─── Data provided

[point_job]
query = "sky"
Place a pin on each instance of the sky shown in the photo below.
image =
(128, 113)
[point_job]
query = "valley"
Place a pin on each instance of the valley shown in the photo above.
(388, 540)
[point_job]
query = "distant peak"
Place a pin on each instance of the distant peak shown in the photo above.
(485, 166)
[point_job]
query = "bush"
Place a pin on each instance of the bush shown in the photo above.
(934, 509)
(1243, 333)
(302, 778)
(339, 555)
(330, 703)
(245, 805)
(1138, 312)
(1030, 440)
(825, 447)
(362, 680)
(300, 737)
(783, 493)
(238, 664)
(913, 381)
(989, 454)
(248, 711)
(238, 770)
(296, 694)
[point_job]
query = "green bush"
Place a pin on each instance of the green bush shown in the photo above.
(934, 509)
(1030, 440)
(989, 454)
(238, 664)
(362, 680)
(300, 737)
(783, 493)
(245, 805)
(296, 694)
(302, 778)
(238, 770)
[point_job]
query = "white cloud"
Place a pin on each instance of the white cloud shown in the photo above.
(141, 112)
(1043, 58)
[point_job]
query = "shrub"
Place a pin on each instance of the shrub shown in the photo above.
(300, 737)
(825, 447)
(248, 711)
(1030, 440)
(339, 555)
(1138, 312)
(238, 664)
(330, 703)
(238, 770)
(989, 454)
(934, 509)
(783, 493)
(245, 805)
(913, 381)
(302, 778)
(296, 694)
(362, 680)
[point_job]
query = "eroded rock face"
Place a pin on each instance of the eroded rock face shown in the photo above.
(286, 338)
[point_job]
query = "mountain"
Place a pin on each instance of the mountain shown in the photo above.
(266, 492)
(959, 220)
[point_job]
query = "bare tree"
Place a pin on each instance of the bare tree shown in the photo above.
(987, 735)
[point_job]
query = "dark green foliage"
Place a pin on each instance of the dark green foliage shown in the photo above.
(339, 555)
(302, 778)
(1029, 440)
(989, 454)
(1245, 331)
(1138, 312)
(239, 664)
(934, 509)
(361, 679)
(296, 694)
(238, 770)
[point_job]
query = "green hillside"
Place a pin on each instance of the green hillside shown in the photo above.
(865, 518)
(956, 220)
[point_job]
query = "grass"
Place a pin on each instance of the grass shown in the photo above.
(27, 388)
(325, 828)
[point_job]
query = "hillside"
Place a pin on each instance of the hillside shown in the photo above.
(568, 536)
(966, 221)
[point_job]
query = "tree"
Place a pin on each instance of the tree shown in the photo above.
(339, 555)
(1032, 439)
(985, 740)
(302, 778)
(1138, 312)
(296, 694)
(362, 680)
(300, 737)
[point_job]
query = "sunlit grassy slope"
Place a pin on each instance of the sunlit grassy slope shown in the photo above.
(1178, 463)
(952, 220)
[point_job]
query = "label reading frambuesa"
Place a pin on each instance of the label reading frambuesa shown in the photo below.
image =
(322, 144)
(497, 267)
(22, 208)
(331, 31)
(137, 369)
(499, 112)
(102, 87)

──────

=== Directions for this task ===
The listing above is to be reproduced without a single change.

=== Solution for this problem ===
[point_job]
query = "sky"
Place a pin on each instance of the sky shown in the photo below.
image =
(128, 113)
[point_job]
query = "valley"
Place a pin on each instance of the valley shown in the photo above.
(388, 540)
[point_job]
query = "distant peak"
Place a pin on each instance of the distant peak shown in the photo above.
(485, 166)
[point_job]
query = "bush"
Place a pin on each instance of the bush shown in the photo above.
(934, 509)
(1243, 333)
(302, 778)
(339, 555)
(330, 703)
(245, 805)
(1138, 312)
(1030, 440)
(825, 447)
(362, 680)
(300, 737)
(783, 493)
(238, 664)
(913, 381)
(989, 454)
(248, 711)
(238, 770)
(296, 694)
[point_job]
query = "green bush"
Place a pin on each instance of the green bush shown in the photo above.
(934, 509)
(1030, 440)
(989, 454)
(238, 664)
(362, 680)
(300, 737)
(783, 493)
(245, 805)
(296, 694)
(302, 778)
(238, 770)
[point_job]
query = "white cloud"
Place a pin on each instance of the white cloud shown in the photo above.
(141, 112)
(1043, 58)
[point_job]
query = "shrub"
Place a pin on each instance of the shrub shown in the photo above.
(300, 737)
(825, 447)
(248, 711)
(1030, 440)
(339, 555)
(1138, 312)
(238, 664)
(330, 703)
(238, 770)
(989, 454)
(934, 509)
(783, 493)
(245, 805)
(913, 381)
(302, 778)
(296, 694)
(362, 680)
[point_job]
query = "eroded rock face"
Place a pin on each instance of the eroded rock face shown in the photo above.
(286, 338)
[point_job]
query = "mountain"
Place a pin on each instance of the mountain shown in the photo above.
(266, 492)
(959, 220)
[point_job]
query = "bare tree"
Place a pin on each instance of the bare tree shown in the photo above.
(987, 735)
[point_job]
query = "dark green foliage"
Place a pin on each instance of the dark green foliage shown in the photo above.
(339, 555)
(302, 778)
(1029, 440)
(989, 454)
(1245, 331)
(1138, 312)
(239, 664)
(934, 509)
(361, 679)
(296, 694)
(238, 770)
[point_job]
query = "green hillside"
Place a pin on each instance of the green hillside shown in the photo above.
(865, 518)
(956, 220)
[point_job]
query = "grass"
Place a pin on each instance of the grass shown in the photo above.
(27, 388)
(325, 828)
[point_job]
query = "hillside"
Place a pin on each instance of the hillside shown in the photo above.
(568, 536)
(966, 221)
[point_job]
query = "tree"
Place a pin on each instance of the tree shown in the photo above.
(339, 555)
(1032, 439)
(985, 740)
(302, 778)
(1138, 312)
(296, 694)
(362, 680)
(300, 737)
[point_job]
query = "sunlit grassy slope"
Place a pin on each instance of the sunlit grassy slope shown in the photo above.
(1178, 463)
(952, 220)
[point_job]
query = "label reading frambuesa"
Place a pin on each instance of the label reading frambuesa shown in the photo below.
image =
(322, 144)
(497, 267)
(22, 208)
(331, 31)
(137, 369)
(499, 112)
(102, 87)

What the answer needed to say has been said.